Written exercise ::
Your task is to repeat the listing exactly.

[A run of records]

********

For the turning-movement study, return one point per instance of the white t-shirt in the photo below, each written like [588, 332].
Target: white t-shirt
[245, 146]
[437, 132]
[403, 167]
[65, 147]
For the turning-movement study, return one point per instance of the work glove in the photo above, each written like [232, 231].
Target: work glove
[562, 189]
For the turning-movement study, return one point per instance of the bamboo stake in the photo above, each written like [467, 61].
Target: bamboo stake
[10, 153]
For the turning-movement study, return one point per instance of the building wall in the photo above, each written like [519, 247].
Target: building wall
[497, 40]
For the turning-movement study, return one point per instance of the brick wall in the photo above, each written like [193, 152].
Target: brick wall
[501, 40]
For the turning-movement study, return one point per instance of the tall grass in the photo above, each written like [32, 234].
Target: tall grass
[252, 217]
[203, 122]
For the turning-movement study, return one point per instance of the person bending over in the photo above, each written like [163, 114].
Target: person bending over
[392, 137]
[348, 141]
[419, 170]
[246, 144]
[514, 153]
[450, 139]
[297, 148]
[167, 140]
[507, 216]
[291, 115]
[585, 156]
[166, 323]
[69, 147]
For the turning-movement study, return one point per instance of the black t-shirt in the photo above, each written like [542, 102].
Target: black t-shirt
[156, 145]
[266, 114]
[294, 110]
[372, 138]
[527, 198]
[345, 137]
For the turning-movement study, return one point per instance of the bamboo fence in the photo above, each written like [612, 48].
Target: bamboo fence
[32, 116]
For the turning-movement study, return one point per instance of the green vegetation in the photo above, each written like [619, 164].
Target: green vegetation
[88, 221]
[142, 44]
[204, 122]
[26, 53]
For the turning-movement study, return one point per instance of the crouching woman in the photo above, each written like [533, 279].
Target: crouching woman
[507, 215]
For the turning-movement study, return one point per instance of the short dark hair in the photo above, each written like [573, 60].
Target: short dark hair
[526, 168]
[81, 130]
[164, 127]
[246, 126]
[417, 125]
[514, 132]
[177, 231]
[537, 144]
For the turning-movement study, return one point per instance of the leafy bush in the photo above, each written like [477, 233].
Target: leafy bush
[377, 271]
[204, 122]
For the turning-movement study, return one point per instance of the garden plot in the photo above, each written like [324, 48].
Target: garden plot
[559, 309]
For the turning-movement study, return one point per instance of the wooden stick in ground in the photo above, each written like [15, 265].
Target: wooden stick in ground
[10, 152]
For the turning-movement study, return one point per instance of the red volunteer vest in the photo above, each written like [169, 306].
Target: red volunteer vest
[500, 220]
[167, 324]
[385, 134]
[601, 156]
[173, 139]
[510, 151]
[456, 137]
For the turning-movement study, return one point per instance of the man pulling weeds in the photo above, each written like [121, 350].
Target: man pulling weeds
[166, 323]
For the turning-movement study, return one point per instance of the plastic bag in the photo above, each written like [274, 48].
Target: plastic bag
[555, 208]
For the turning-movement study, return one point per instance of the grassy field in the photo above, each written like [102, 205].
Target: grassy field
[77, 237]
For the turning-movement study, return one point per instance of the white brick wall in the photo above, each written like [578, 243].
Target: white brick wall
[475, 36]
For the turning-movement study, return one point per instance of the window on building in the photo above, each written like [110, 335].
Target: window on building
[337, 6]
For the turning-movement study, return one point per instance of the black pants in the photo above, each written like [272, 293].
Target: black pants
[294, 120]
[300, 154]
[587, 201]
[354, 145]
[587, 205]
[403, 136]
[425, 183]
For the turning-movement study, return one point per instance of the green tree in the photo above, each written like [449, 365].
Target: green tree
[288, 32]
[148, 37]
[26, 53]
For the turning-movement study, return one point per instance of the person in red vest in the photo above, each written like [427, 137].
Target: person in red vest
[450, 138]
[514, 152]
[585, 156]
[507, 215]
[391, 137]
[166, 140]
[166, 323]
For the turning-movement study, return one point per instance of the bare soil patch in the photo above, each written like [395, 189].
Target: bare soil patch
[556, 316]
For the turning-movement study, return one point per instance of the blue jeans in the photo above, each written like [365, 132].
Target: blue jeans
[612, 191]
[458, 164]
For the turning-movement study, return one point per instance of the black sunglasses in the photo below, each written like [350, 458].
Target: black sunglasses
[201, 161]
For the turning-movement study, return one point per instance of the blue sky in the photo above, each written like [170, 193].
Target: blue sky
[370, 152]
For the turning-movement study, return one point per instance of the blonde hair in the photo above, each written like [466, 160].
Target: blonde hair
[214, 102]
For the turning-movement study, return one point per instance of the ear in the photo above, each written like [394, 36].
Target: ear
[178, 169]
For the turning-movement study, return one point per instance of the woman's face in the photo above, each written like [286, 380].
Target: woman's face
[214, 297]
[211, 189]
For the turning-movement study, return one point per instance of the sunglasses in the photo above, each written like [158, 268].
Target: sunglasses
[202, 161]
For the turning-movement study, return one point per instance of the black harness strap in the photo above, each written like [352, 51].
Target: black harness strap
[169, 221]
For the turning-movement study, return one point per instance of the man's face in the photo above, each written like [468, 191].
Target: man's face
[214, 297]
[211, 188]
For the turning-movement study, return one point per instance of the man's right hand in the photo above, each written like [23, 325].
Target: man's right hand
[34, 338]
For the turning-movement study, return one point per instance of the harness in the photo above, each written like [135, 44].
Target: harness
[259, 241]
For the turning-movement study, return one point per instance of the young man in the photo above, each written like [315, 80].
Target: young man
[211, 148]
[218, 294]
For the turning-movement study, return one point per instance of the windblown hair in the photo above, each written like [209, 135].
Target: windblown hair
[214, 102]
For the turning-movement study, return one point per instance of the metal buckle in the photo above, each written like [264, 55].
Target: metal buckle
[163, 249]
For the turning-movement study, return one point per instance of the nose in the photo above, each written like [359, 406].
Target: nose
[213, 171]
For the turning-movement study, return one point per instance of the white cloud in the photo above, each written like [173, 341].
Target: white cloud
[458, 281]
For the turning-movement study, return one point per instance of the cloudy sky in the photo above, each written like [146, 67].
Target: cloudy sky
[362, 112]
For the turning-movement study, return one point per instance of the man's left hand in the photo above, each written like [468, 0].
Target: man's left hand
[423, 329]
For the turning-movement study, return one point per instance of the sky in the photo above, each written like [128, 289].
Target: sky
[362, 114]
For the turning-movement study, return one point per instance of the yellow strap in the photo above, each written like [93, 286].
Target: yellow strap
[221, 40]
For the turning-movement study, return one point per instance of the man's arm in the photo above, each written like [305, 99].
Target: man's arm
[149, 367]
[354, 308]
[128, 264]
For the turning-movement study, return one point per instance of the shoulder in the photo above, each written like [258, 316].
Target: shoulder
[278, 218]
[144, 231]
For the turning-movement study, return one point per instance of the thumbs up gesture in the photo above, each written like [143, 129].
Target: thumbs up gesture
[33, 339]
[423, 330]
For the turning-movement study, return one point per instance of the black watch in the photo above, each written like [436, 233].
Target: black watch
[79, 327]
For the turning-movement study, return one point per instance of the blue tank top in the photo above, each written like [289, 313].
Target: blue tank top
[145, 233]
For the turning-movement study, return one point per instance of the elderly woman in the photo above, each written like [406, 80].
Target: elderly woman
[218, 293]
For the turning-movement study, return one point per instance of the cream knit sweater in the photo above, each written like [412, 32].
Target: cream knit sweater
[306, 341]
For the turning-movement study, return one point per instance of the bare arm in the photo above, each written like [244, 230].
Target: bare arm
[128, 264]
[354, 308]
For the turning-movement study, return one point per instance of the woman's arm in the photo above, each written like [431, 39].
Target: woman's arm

********

Full answer ::
For the turning-movement study, return one point per instance of the white t-shirt in the photo below, each written like [588, 332].
Target: white t-shirt
[245, 146]
[437, 132]
[403, 167]
[65, 147]
For the turning-movement study, return one point per instance of the work glove in the photo above, each written like [232, 231].
Target: work glove
[562, 189]
For the turning-movement study, return one point per instance of the bamboo stake in the photo above, each written like [467, 61].
Target: bamboo stake
[10, 153]
For the turning-movement study, return one point per instance of the building wall in the photo above, each written like [519, 247].
Target: building wall
[497, 40]
For the turning-movement study, return one point per instance of the brick wall in the photo above, each written like [193, 152].
Target: brick wall
[501, 40]
For the turning-movement study, return one point per instance of the tall grass in the photo above, each written like [32, 234].
Target: tall grass
[252, 217]
[203, 122]
For the turning-movement study, return one point per instance of the person bending over in the photo above, each written like [163, 114].
Target: person bending over
[392, 137]
[348, 141]
[419, 170]
[246, 144]
[514, 153]
[450, 139]
[297, 148]
[167, 140]
[507, 216]
[291, 115]
[585, 156]
[166, 323]
[69, 147]
For the turning-movement study, return one point per instance of the black t-shirt in the photo above, each written like [542, 102].
Target: black t-shirt
[156, 145]
[266, 114]
[294, 110]
[372, 138]
[527, 198]
[345, 137]
For the turning-movement study, return one point per instance of the bamboo fence in the photo above, each written like [612, 48].
Target: bamboo fence
[32, 116]
For the turning-movement study, return one point per instance of the green vegetation in the photo above, each written like [619, 164].
Target: green vegetation
[88, 221]
[142, 44]
[204, 122]
[26, 53]
For the turning-movement study, return one point per instance of the crouching woman in the photo above, each written like [533, 279].
Target: crouching woman
[507, 215]
For the turning-movement study, return one point per instance of the short dark hair in the photo above, each written like [573, 60].
Target: short dark hair
[526, 168]
[81, 130]
[164, 127]
[246, 126]
[417, 125]
[514, 132]
[177, 231]
[537, 144]
For the turning-movement study, return one point per instance of the leafy bush in the photo above, each written like [477, 233].
Target: leafy bush
[377, 271]
[204, 122]
For the turning-movement study, return one point per instance of the garden plot in the photo above, each written like [324, 48].
Target: garden plot
[559, 309]
For the turning-movement study, return one point per instance of the wooden stick in ground in the photo above, each written like [15, 265].
Target: wooden stick in ground
[10, 152]
For the turning-movement study, return one point per instance of the red volunteer vest in the photo above, each written like [169, 306].
Target: red volunteer vest
[500, 220]
[167, 324]
[385, 134]
[601, 156]
[173, 139]
[510, 151]
[456, 137]
For the turning-movement study, return one point per instance of the man pulling weeds in the photo above, each written like [121, 350].
Target: man pulling weeds
[166, 323]
For the turning-movement study, return one point per instance of the plastic bag in the photo above, each written like [274, 48].
Target: plastic bag
[555, 208]
For the turning-movement study, return one point per instance of the grassy field in the photo above, each written like [102, 205].
Target: grassy field
[77, 237]
For the turning-movement study, return one point per instance of the white brick wall in the photo above, each written like [578, 243].
Target: white brick wall
[475, 36]
For the turning-movement study, return one point per instance of the window on building in the photo above, each written like [110, 335].
Target: window on building
[337, 6]
For the turning-movement study, return one point per instance of the black pants in the photo above, each written like [272, 293].
Target: black pants
[294, 120]
[300, 154]
[587, 201]
[354, 145]
[587, 205]
[403, 136]
[425, 183]
For the turning-movement study, return one point per instance of the green tree in the photo above, each written like [449, 365].
Target: green tree
[288, 32]
[148, 37]
[26, 53]
For the turning-movement study, return one point per instance of the person in red vest in the photo above, each written like [427, 137].
Target: person in red vest
[450, 138]
[514, 152]
[585, 156]
[507, 215]
[391, 137]
[166, 140]
[166, 323]
For the turning-movement study, return one point per instance of the bare soil patch in the photo above, each written like [395, 189].
Target: bare soil patch
[556, 316]
For the turning-movement study, return one point per instance of the blue jeans in the photo above, each written like [365, 132].
Target: blue jeans
[612, 191]
[458, 164]
For the turning-movement study, return one point per instance of the black sunglasses in the photo below, each written like [350, 458].
Target: black sunglasses
[201, 161]
For the turning-movement study, return one point per instance of the blue sky in the photo above, each written like [170, 193].
Target: blue sky
[370, 152]
For the turning-movement study, return one point per instance of the blonde hair in the photo above, each written like [466, 160].
Target: blonde hair
[214, 102]
For the turning-movement study, return one point per instance of the ear in the photo above, each written like [394, 36].
Target: ear
[178, 169]
For the turning-movement study, return one point per instance of the woman's face in the photo above, each written like [286, 380].
Target: woman's face
[214, 297]
[211, 189]
For the turning-movement study, return one point per instance of the sunglasses in the photo above, each written like [158, 268].
Target: sunglasses
[202, 161]
For the turning-movement study, return one point per instance of the black harness strap in the photo above, each written like [352, 51].
Target: black harness strap
[169, 221]
For the turning-movement study, return one point per instance of the man's face in the photo above, each written like [468, 191].
Target: man's face
[214, 297]
[211, 188]
For the turning-movement study, return one point per instance of the man's right hand in the photo above, each written like [23, 325].
Target: man's right hand
[34, 338]
For the turning-movement study, return one point per instance of the harness in the photo above, each written like [135, 44].
Target: harness
[259, 241]
For the turning-movement study, return one point per instance of the young man in the photo above, each written like [315, 80].
Target: young man
[211, 148]
[218, 294]
For the turning-movement study, return one point per instance of the windblown hair in the photo above, each written like [209, 135].
Target: windblown hair
[214, 102]
For the turning-movement study, return one point per instance of the metal buckle in the photo above, each written like [264, 55].
Target: metal buckle
[163, 249]
For the turning-movement study, return one point per instance of the nose in the photo above, each written like [359, 406].
Target: nose
[213, 171]
For the turning-movement study, return one point per instance of the white cloud in the photo above, each written like [173, 341].
Target: white cloud
[458, 281]
For the turning-movement study, return one point per instance of the cloudy sky in the photo above, each written like [146, 67].
Target: cloudy sky
[362, 112]
For the turning-movement study, return one point per instance of the man's left hand in the photo above, each written like [468, 0].
Target: man's left hand
[423, 329]
For the turning-movement study, return one point per instance of the sky in the photo above, each written like [128, 289].
Target: sky
[362, 114]
For the turning-movement study, return one point per instance of the yellow strap in the photo above, each written like [93, 286].
Target: yellow strap
[221, 40]
For the turning-movement study, return one point per instance of the man's arm in the photo above, each written like [305, 99].
Target: man's arm
[149, 367]
[354, 308]
[128, 264]
For the turning-movement study, return one point per instance of the shoulder in the photo above, each written like [258, 316].
Target: shoulder
[278, 218]
[144, 231]
For the turning-movement study, return one point per instance of the thumbs up gesture in the photo above, each written like [143, 129].
Target: thumbs up gesture
[33, 339]
[423, 330]
For the turning-movement study, return one point per instance of the black watch in the photo above, each written like [436, 233].
Target: black watch
[79, 327]
For the turning-movement study, return one point per instance of the blue tank top in the photo above, each written like [289, 313].
Target: blue tank top
[145, 233]
For the turning-movement study, return one point per instance of the elderly woman in the photo above, each written like [406, 80].
Target: elderly woman
[218, 293]
For the turning-movement study, return one point per instance of the cream knit sweater in the photo above, each written like [412, 32].
Target: cream knit sweater
[306, 341]
For the turning-movement study, return one point per instance of the bare arm in the photo above, each written like [244, 230].
Target: bare arm
[128, 264]
[354, 308]
For the turning-movement study, return one point per instance of the woman's arm in the photo above, each written like [431, 39].
Target: woman's arm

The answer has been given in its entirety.